• [Activity list]:
a) Rewrite the paragraph beginning "People will be able to walk in" from the article on New Zealand's vaccine rollout as a short bulleted list that keeps its main facts.
b) List every figure in the article on New Zealand's vaccine rollout that is written with the words "per cent," and say what each one refers to.
c) Answer these questions using the article on New Zealand's vaccine rollout:
(i) How large is the budget for vaccines?
(ii) How does Bloomfield plan to address GP concerns about their role in the rollout?
(iii) What share of survey respondents said they were unlikely to take a vaccine if offered?

People will be able to walk in to a clinic and get the Pfizer vaccine jab from July, when the Government plans to be able to roll out an average of 280,000-odd doses a week for six months.
That would enable the Ministry of Health to reach its goal of vaccinating every eligible Kiwi who wants to be vaccinated, director-general of health Dr Ashley Bloomfield said in a media briefing today.
He added that efforts will be made - including through mobile stations - to ensure people in rural and harder-to-access areas will have as much of a chance to get a jab as anyone.
And he revealed a $1 billion budget for vaccines, which the Health Ministry is yet to totally spend.
Bloomfield added that he would move to allay GP concerns about their role in the rollout by writing to them by the end of the week.
He didn't want to put a figure on what New Zealand would need to reach "population immunity", which has previously been estimated at about 70 per cent of the population.
That is also proportion of the population - 69 per cent - that say they are likely to take the vaccine, according to a new survey released by the Health Ministry today.
One in five respondents said they were unlikely to take a vaccine if offered, and 9.4 per cent say they will "definitely not".
Concerns about the vaccine were mainly about the long-term effects (58 per cent) and safety (40 per cent).
Only 48 per cent of 18 to 24-year-olds said they would definitely get vaccinated, but this jumped 20 percentage points in December last year, which Bloomfield said was down to "confidence in our programme".

• [Supplied information]:
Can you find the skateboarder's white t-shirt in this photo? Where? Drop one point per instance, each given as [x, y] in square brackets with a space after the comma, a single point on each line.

• [Solved tasks]:
a)
- From July, people will be able to walk in to a clinic and get the Pfizer vaccine.
- The Government plans to roll out an average of about 280,000 doses a week.
- This rate is planned to last for six months.

b)
- About 70 per cent: the earlier estimate of the share of the population needed for "population immunity"
- 69 per cent: the share of the population who say they are likely to take the vaccine
- 9.4 per cent: respondents who say they will "definitely not" take a vaccine
- 58 per cent: respondents whose concerns were about long-term effects
- 40 per cent: respondents whose concerns were about safety
- 48 per cent: 18- to 24-year-olds who said they would definitely get vaccinated

c)
(i) The budget is $1 billion.
(ii) He plans to write to GPs by the end of the week.
(iii) One in five respondents said they were unlikely to take one.